■ **Task statement**:
Answer with one number only: how many lines in this material contain the word "pole"?

----- Working data

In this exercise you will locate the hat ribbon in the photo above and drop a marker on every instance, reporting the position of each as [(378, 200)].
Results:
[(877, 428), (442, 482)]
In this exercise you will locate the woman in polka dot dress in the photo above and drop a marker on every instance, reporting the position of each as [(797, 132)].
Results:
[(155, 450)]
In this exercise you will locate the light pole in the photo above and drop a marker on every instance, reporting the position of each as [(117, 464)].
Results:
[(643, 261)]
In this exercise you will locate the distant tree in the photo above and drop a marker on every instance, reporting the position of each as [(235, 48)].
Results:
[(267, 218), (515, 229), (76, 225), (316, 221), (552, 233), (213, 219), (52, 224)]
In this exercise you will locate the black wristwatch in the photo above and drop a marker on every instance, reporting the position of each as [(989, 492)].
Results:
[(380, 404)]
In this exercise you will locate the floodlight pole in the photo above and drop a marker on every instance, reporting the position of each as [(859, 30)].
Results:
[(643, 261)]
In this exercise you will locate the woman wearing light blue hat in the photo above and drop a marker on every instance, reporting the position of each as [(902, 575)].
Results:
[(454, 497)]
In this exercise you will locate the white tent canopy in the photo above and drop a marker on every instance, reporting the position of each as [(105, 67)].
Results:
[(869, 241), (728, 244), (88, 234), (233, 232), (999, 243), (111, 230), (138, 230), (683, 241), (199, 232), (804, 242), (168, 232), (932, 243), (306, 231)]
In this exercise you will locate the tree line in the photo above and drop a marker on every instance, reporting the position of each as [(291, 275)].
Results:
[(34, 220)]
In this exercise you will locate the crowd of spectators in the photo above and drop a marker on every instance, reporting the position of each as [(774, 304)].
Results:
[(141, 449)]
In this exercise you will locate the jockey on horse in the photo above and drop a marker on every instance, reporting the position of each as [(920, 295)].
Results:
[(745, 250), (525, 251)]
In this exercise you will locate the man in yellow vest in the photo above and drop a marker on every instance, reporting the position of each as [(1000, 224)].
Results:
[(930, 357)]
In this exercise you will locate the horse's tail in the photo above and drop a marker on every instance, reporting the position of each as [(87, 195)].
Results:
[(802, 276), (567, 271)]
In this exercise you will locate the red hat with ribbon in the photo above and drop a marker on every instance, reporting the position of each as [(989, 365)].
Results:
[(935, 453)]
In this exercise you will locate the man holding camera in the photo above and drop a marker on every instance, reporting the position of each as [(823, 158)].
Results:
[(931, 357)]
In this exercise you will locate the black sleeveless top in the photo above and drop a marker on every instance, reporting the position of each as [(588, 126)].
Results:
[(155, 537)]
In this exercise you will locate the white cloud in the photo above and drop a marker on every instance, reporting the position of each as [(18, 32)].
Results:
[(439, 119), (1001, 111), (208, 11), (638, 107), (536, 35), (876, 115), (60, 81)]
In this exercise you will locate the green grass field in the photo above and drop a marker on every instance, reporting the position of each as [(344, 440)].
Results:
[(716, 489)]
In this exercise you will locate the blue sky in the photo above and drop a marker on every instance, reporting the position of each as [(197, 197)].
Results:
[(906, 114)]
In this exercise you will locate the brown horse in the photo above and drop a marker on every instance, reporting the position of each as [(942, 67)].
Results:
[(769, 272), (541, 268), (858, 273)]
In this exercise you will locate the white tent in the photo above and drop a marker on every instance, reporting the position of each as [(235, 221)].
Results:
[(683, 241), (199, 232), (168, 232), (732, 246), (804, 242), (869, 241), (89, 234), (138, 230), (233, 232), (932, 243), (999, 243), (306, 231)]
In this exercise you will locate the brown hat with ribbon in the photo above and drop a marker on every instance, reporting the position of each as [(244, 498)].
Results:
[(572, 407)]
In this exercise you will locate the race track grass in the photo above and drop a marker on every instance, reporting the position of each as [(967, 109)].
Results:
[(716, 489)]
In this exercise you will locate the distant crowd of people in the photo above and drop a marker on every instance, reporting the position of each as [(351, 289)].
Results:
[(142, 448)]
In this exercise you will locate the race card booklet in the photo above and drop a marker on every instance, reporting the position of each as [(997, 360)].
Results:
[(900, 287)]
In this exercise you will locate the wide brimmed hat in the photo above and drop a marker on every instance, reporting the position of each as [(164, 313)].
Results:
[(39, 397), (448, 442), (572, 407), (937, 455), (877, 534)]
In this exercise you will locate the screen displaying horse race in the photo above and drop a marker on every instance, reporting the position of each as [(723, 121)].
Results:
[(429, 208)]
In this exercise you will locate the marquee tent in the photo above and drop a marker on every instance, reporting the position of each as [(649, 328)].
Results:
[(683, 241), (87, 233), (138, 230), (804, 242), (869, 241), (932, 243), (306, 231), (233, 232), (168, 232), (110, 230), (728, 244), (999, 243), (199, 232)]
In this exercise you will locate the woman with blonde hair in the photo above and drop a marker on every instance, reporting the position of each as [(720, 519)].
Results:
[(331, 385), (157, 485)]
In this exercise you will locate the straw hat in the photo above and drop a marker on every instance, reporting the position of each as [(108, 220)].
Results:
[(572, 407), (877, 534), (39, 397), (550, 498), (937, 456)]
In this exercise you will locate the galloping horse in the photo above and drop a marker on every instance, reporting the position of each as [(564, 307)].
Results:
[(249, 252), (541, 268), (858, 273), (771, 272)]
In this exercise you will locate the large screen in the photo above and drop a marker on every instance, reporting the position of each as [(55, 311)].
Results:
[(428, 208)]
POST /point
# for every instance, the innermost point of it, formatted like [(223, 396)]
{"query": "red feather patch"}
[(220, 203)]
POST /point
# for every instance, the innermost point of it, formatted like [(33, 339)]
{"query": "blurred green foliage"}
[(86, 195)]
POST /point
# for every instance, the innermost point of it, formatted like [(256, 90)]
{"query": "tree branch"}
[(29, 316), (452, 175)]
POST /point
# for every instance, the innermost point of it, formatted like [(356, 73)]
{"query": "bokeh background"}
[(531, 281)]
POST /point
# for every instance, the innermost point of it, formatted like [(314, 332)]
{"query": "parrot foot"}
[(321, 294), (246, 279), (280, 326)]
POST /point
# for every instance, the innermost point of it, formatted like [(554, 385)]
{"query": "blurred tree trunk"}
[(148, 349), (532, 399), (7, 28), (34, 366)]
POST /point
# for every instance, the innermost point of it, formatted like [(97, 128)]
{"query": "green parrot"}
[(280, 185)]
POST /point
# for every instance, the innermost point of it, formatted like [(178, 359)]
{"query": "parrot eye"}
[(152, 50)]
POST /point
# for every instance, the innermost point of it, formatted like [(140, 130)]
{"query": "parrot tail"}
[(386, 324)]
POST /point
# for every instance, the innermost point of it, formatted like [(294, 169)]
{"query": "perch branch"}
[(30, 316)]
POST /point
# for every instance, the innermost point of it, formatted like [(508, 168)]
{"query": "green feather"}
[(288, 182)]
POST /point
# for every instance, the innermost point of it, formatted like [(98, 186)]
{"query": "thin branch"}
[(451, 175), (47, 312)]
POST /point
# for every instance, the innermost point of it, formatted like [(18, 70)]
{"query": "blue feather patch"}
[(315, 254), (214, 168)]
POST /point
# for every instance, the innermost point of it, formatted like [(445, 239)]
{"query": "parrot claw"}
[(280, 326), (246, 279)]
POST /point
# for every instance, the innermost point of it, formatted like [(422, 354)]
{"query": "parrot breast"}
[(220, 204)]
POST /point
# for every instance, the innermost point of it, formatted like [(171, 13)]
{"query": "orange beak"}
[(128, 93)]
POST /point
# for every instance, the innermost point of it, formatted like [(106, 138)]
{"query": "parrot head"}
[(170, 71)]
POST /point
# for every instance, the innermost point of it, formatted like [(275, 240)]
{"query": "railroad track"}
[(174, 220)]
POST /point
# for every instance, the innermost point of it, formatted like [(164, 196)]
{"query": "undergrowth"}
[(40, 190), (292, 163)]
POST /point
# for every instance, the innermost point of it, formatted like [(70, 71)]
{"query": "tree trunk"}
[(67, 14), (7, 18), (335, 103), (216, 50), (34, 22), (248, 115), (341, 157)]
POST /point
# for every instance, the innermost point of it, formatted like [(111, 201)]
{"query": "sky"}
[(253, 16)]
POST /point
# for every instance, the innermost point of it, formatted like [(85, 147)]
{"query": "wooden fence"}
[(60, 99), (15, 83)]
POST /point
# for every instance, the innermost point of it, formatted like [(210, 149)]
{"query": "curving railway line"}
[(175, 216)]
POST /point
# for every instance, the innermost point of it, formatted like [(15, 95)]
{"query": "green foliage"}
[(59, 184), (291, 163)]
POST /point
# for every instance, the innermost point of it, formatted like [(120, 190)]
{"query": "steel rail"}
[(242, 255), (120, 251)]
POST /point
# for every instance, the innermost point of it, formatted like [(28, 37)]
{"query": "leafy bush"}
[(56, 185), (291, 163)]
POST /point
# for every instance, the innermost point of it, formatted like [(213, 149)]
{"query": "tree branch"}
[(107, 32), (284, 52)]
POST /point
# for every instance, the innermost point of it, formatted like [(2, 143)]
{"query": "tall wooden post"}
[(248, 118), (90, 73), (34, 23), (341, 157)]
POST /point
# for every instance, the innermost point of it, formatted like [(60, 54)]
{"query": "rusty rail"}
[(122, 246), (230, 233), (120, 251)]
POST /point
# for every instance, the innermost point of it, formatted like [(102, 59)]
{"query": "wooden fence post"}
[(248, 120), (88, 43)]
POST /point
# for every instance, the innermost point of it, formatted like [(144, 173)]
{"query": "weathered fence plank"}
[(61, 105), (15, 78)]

----------

■ **Final answer**:
2